● **WHAT THIS TASK INVOLVES**
Copy out exactly each line from the line with "of the keyboard" through the last line of the material below.

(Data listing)
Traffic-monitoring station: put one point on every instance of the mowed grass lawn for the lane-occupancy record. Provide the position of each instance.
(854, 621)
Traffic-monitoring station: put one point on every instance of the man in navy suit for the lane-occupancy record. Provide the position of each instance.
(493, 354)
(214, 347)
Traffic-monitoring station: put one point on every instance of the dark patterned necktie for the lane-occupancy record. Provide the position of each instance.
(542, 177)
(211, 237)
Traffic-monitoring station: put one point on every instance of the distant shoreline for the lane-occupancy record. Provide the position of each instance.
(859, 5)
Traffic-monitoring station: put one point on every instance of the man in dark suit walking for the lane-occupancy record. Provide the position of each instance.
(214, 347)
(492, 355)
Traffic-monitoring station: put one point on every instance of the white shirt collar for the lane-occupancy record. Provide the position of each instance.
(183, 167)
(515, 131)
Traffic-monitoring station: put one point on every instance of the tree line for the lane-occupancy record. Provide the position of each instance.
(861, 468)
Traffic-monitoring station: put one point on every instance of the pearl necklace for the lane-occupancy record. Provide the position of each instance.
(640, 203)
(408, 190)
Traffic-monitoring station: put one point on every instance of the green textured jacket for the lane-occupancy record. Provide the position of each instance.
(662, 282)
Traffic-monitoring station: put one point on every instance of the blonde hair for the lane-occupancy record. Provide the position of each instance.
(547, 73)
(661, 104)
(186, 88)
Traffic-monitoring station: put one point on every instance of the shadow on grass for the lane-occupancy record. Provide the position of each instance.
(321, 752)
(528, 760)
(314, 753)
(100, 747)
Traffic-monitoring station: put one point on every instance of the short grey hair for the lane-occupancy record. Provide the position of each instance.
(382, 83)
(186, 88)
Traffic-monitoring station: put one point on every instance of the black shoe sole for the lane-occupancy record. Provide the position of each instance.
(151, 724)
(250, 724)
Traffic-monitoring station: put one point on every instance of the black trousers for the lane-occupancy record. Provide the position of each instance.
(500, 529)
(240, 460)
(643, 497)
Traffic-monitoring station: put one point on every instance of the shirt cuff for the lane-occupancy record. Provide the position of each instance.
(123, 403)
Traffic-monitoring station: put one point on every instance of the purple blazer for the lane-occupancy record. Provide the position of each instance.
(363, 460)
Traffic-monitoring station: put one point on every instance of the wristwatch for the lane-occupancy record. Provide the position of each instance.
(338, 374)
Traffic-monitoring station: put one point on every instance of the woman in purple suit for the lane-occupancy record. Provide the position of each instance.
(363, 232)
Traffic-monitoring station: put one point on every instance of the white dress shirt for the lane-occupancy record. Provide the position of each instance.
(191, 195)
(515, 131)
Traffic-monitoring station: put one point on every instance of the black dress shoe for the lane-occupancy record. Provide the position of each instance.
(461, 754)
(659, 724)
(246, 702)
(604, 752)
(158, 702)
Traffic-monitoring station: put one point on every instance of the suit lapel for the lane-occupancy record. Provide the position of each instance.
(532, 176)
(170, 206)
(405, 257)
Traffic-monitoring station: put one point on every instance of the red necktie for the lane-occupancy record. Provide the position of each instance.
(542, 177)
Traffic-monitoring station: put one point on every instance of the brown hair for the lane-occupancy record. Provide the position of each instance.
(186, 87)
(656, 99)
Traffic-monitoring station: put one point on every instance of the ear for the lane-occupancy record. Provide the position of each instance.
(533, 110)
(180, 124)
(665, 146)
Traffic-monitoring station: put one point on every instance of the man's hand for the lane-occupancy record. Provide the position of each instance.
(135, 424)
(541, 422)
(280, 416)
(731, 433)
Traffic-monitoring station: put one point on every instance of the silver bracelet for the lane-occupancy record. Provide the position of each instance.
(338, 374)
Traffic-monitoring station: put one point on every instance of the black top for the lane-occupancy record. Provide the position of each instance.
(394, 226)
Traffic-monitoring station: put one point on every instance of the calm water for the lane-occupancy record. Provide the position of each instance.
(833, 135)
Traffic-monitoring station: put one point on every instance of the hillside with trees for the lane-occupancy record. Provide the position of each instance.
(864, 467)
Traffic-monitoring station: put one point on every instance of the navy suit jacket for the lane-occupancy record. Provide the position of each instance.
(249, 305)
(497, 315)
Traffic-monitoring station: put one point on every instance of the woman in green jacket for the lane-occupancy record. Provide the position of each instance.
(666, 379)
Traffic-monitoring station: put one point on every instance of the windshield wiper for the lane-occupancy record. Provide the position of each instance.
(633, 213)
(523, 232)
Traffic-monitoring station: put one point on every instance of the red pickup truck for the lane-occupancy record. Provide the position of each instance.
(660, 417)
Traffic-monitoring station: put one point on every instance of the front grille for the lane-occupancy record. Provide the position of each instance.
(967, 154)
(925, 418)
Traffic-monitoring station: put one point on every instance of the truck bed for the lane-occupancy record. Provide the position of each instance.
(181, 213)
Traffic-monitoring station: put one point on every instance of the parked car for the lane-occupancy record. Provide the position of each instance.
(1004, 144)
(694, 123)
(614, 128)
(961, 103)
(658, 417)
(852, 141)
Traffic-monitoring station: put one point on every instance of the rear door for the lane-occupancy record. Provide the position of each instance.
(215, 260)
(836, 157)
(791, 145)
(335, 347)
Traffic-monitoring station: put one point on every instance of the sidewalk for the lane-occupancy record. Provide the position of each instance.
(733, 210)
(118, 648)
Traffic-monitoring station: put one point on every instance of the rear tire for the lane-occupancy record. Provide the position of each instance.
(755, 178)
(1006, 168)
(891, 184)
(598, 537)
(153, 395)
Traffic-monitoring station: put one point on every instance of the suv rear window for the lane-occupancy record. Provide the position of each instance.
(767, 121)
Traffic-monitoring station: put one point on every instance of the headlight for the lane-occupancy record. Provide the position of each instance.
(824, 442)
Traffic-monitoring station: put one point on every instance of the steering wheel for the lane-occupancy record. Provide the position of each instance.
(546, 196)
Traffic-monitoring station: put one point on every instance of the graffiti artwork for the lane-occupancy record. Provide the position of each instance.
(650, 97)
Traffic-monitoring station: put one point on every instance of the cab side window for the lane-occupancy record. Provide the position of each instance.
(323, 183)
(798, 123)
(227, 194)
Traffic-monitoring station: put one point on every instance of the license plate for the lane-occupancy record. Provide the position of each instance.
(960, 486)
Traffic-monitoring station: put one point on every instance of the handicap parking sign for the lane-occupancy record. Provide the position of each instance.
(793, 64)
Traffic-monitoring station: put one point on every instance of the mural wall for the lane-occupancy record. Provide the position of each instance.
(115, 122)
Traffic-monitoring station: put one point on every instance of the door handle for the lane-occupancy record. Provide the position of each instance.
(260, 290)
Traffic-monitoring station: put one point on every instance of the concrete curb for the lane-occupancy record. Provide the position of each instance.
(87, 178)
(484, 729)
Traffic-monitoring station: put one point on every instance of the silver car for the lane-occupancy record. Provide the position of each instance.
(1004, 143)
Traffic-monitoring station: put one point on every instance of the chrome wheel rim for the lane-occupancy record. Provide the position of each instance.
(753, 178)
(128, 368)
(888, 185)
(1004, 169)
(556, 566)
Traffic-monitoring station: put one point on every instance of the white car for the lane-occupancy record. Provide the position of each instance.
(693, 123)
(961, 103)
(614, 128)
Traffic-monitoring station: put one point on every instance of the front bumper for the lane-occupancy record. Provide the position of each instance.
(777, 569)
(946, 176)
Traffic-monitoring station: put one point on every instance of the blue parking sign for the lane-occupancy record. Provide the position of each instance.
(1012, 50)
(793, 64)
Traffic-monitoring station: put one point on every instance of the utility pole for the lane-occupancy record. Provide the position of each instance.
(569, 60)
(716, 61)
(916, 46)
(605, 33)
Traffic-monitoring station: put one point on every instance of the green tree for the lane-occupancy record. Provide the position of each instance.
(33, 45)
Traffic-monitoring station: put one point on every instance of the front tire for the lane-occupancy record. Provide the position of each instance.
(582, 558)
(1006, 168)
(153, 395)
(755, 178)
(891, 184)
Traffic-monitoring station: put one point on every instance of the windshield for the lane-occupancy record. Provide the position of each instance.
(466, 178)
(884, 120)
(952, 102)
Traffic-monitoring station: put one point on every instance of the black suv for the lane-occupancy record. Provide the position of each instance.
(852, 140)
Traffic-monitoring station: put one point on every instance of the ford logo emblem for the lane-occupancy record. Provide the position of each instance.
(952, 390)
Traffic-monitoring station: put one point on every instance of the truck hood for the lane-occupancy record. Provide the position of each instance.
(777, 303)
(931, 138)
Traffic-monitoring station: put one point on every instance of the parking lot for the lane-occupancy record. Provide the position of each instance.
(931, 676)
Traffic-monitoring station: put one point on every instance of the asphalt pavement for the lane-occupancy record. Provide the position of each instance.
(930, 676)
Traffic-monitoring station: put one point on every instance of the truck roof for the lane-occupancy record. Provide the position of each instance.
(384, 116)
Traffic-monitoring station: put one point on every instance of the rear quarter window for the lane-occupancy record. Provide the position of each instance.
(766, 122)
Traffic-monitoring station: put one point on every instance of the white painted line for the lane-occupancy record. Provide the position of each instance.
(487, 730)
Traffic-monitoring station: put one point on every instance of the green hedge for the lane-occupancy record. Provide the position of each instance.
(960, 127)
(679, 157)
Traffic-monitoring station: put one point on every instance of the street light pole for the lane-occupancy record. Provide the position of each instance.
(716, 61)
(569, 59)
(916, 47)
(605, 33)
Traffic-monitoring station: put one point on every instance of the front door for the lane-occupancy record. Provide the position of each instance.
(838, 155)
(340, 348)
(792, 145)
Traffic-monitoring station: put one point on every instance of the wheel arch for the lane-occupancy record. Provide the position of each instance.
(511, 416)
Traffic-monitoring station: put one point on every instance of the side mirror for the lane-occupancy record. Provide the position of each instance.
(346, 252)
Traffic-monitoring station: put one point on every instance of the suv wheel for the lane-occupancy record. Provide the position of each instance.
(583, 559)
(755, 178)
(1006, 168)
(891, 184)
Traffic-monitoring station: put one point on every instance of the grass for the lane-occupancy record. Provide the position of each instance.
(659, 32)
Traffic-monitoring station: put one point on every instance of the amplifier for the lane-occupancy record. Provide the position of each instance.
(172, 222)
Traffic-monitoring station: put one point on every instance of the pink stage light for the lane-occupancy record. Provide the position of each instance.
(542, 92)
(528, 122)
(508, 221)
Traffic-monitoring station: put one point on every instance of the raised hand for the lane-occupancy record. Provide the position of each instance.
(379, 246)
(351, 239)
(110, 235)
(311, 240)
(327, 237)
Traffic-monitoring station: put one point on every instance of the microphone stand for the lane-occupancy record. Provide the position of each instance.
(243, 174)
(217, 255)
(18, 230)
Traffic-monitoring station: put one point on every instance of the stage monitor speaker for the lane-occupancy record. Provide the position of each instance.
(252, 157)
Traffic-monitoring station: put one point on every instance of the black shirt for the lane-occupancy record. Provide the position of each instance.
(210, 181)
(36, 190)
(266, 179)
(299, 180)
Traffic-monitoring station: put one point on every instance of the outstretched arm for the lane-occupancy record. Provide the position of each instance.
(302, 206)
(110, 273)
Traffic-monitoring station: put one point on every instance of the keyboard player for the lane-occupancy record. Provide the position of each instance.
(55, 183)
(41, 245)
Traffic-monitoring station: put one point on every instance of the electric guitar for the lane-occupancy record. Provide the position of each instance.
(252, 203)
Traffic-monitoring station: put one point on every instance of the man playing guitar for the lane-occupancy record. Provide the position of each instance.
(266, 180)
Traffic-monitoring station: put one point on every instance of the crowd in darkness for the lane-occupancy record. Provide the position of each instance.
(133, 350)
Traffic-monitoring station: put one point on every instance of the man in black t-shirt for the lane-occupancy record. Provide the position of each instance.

● **WRITTEN RESPONSE**
Traffic-monitoring station: put one point on every instance of the keyboard player for the lane-occupancy record. Provide the position of each instance.
(55, 183)
(41, 245)
Traffic-monitoring station: put one point on every instance of the electric guitar for the lane-occupancy record. Provide the position of each instance.
(252, 203)
Traffic-monitoring station: put one point on every instance of the man playing guitar for the lane-occupancy record. Provide the position of each instance.
(266, 180)
Traffic-monitoring station: put one point on every instance of the crowd in darkness for the lane-occupancy record. Provide the position of each instance.
(133, 350)
Traffic-monitoring station: put one point on every instance of the man in black t-shirt for the lane-occupancy record. Provide the position of each instance.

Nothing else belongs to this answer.